[[ RECORDS FOR THIS EXERCISE open ]]
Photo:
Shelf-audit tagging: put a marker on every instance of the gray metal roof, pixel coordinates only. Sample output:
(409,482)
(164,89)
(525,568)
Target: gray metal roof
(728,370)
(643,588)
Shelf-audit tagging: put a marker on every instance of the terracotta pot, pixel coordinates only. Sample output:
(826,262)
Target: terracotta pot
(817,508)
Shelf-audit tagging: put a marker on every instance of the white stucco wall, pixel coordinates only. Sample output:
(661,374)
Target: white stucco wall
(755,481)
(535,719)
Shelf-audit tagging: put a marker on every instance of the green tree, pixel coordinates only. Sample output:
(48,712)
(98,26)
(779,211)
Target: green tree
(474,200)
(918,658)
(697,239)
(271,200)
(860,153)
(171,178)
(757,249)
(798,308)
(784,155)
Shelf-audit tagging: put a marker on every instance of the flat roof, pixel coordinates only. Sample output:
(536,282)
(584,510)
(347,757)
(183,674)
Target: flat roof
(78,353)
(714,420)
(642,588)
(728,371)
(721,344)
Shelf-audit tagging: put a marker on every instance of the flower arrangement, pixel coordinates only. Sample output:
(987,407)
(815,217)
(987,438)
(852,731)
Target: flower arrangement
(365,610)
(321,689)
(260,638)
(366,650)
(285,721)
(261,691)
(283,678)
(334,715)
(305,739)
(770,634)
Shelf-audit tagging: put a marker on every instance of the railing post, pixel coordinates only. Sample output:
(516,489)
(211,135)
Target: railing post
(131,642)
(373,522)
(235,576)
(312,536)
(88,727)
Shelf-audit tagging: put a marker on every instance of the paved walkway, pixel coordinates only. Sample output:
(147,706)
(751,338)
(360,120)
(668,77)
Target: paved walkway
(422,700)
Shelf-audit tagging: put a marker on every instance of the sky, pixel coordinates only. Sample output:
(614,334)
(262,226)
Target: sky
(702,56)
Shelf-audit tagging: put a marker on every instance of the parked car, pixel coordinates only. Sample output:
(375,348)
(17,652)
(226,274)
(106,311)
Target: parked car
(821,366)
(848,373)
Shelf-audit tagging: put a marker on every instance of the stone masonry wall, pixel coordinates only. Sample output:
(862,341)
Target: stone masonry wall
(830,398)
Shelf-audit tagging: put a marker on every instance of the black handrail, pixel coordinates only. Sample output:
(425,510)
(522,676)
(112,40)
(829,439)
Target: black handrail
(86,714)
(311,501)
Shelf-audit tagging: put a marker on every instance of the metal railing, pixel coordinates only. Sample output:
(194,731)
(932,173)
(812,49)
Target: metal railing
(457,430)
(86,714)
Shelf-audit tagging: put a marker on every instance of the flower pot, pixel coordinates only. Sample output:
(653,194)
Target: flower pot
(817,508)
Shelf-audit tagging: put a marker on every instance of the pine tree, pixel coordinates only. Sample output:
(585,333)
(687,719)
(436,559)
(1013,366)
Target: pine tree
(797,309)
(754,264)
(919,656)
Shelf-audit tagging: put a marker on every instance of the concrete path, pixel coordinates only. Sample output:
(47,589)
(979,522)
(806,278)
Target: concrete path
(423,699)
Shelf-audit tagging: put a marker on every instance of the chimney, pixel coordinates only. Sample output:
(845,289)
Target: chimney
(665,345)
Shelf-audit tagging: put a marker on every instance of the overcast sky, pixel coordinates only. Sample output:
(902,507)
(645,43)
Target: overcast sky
[[ RECORDS FOR THIS EXERCISE closed ]]
■ **WHAT IS BEING ASKED**
Counting only lines that hold "overcast", state how many appear in the records, and give nothing but the number.

■ **TASK RESULT**
2